_DATASET EXTRACT_.
-- -- --

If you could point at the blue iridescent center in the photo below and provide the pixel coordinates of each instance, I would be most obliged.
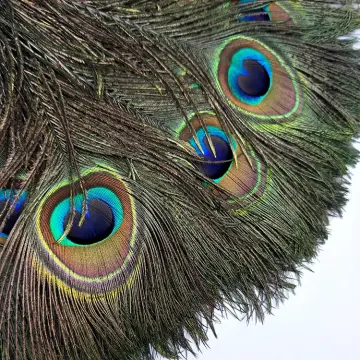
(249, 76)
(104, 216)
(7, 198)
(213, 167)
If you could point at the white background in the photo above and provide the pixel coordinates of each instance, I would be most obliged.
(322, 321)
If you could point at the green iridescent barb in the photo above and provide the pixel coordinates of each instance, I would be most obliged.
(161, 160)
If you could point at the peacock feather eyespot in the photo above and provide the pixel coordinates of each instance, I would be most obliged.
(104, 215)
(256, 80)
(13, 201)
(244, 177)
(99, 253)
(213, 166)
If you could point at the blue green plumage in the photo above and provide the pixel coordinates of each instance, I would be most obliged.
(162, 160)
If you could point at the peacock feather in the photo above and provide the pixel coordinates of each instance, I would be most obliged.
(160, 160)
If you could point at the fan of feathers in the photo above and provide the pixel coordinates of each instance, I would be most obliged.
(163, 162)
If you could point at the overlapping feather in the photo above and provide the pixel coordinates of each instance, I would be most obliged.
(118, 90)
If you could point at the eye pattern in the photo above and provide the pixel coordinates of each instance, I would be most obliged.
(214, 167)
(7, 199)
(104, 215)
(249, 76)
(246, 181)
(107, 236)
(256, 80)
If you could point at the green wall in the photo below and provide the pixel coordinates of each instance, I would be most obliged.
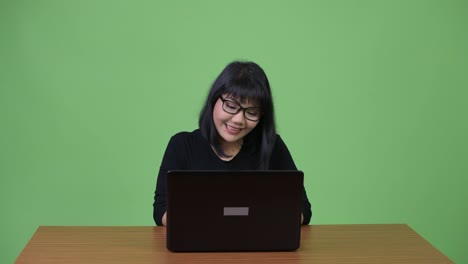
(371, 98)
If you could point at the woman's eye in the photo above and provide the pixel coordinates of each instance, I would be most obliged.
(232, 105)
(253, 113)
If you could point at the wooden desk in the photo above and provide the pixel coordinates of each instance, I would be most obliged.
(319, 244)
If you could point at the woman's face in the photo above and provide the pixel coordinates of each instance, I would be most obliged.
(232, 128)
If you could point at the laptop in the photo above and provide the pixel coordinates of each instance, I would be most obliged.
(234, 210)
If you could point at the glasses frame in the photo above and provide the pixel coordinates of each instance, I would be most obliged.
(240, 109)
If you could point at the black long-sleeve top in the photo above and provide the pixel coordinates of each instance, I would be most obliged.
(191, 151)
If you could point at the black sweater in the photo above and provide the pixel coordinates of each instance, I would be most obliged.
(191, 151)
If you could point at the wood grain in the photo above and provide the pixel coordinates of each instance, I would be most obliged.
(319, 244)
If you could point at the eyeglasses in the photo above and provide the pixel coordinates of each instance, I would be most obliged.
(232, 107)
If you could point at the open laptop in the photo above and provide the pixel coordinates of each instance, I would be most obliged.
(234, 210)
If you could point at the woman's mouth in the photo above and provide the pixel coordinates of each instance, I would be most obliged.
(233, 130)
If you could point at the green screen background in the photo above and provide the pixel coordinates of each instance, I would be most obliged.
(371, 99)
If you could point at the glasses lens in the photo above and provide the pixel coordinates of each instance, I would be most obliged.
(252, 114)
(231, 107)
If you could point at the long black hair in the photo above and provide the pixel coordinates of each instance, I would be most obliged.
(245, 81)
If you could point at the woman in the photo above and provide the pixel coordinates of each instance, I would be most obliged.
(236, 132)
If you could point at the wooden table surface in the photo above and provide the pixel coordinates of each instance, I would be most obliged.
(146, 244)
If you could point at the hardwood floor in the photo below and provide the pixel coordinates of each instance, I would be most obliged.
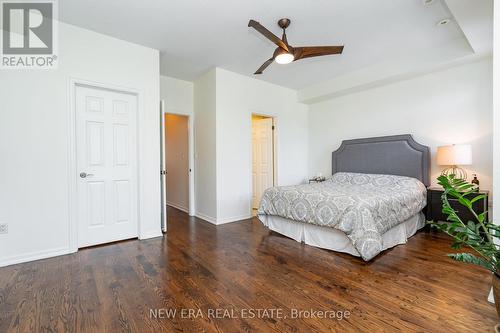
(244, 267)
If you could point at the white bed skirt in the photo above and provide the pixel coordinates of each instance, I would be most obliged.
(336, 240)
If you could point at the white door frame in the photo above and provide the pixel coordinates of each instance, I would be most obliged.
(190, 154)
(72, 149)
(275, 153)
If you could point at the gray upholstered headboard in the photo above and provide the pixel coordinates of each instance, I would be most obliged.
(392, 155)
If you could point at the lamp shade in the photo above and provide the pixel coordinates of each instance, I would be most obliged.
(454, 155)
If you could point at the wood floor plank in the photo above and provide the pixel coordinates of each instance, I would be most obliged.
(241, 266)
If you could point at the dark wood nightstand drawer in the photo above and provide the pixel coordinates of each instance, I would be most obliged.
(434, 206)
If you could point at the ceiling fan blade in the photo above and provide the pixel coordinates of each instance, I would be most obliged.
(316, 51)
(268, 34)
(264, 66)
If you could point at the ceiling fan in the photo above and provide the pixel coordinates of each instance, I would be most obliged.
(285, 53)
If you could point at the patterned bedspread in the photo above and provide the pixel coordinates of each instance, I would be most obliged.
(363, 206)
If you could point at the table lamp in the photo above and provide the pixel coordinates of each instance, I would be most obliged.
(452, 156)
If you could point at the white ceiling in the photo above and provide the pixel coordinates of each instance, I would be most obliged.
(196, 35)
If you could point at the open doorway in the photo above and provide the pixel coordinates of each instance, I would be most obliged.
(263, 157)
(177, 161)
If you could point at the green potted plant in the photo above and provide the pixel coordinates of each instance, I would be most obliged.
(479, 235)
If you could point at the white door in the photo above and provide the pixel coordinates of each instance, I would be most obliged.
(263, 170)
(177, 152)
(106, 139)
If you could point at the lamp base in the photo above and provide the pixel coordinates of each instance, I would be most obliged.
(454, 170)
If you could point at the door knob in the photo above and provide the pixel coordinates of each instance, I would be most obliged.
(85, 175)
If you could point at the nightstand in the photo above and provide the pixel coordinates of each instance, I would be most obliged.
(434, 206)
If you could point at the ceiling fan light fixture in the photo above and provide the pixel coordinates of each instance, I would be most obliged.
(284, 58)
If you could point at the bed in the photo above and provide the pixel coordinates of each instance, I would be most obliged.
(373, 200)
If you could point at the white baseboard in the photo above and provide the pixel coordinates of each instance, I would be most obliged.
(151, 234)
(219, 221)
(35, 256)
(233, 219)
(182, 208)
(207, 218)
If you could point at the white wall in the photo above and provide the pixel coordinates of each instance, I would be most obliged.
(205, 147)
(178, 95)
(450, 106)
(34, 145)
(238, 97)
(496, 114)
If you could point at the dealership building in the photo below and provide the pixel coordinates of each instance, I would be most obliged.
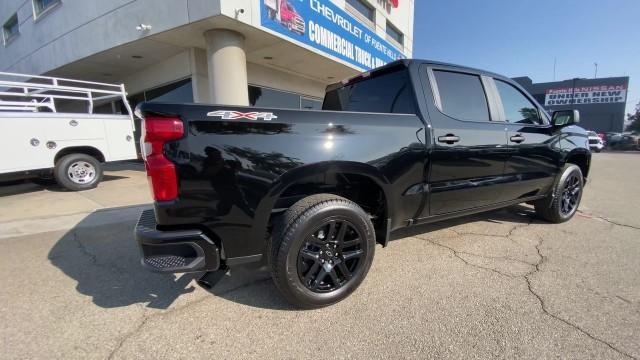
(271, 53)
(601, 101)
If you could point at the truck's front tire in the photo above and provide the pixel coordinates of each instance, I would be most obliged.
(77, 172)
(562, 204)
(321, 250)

-- -- --

Where the line containing "If you could point at the lamp base" appears above, start there and set down each line exactly through the last line of the data; leave out every picture.

_WRITTEN SOLUTION_.
If you could point at the lamp base in the photo above and provide the pixel coordinates of each instance, I would be most obliged.
(454, 170)
If you could point at the door knob in the photo above and provide the pixel coordinates of each instance, I would be most obliged.
(85, 175)
If you could point at the nightstand in the photo above and provide the pixel coordinates of each instance, I would be most obliged.
(434, 206)
If you could point at the ceiling fan light fixture in the photo above and provide the pixel coordinates of each instance, I would be most obliged.
(284, 58)
If you could point at the bed in the photo above and provide the pixel coordinates of each instance, I would be most obliged.
(373, 200)
If you could point at the white baseboard in the photo above and provide the pixel coordinates of each instance, I would be most obliged.
(151, 234)
(219, 221)
(35, 256)
(233, 219)
(182, 208)
(207, 218)
If you could point at the white wall in the photo above and provide the pixel coordinates of each instance, I would be most obliged.
(205, 147)
(178, 95)
(450, 106)
(34, 145)
(238, 97)
(496, 114)
If you could point at the dealership building in the photo below and provide the pixel coordinates of each instance, I would be most obliged.
(271, 53)
(601, 101)
If you could point at the truck's front tire in the photo above and provide the pixel coordinates of each instance, I would be most obliged.
(77, 172)
(562, 204)
(321, 250)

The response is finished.